- _Petikan Berita_
/---

_ _ _ _

JAKARTA – Penelitian Nexus3 Foundation dan Universitas Tadulako menemukan pencemaran logam berat merkuri dan arsenik pada sampel ikan di area penambangan dan pengolahan nikel Teluk Weda, Kabupaten Halmahera Tengah, Provinsi Maluku Utara.

Sebanyak 47 persen sampel darah warga sekitar yang diteliti juga mengandung merkuri dan 32 persen memiliki kadar arsenik melebihi batas aman.

Annisa Mahrani, peneliti Nexus3 Foundation, sampaikan temuan tersebut dalam pertemuan pers yang dihelat di Jakarta, pada Senin 26 Mei 2025.

Pengumpulan data lapangan dilakukan oleh tim Nexus3 bekerja sama dengan Universitas Tadulako pada Juli 2024. Sampel yang diteliti mencakup sedimen, air dan ikan di sekitar wilayah Teluk Weda (Weda Bay) dan area industri nikel PT Indonesia Weda Bay Industrial Park (IWIP).

\---

- _Entri batas bentuk_
/---

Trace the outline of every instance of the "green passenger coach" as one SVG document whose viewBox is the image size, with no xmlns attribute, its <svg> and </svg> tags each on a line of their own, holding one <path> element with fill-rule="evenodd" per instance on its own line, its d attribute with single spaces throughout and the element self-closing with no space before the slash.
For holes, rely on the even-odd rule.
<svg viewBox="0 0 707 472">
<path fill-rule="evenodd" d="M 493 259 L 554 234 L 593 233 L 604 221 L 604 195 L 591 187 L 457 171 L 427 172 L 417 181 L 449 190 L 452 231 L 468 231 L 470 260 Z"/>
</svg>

\---

- _Petunjuk_
- a) Jawablah pertanyaan tentang berita ini:
(i) Berapa persen sampel darah warga sekitar yang mengandung merkuri?
(ii) Pada hari dan tanggal berapa temuan itu disampaikan dalam pertemuan pers?
(iii) Pada bulan dan tahun berapa data lapangan dikumpulkan?
- b) Tampilkan bagian berita ini dari "Annisa Mahrani, peneliti" sampai "Industrial Park (IWIP)." tanpa mengubah apa pun.
- c) Bagaimana isi berita ini jika diringkas dalam dua kalimat?
Jawablah hanya berdasarkan berita di atas.

- _Jawaban Tertulis_
- a)
(i) 47 persen
(ii) Senin, 26 Mei 2025
(iii) Juli 2024

- b)
Annisa Mahrani, peneliti Nexus3 Foundation, sampaikan temuan tersebut dalam pertemuan pers yang dihelat di Jakarta, pada Senin 26 Mei 2025.

Pengumpulan data lapangan dilakukan oleh tim Nexus3 bekerja sama dengan Universitas Tadulako pada Juli 2024. Sampel yang diteliti mencakup sedimen, air dan ikan di sekitar wilayah Teluk Weda (Weda Bay) dan area industri nikel PT Indonesia Weda Bay Industrial Park (IWIP).

- c) Penelitian Nexus3 Foundation dan Universitas Tadulako menemukan pencemaran merkuri dan arsenik pada sampel ikan di area penambangan dan pengolahan nikel Teluk Weda, Kabupaten Halmahera Tengah, Maluku Utara. Sebanyak 47 persen sampel darah warga sekitar yang diteliti mengandung merkuri, dan 32 persen memiliki kadar arsenik melebihi batas aman.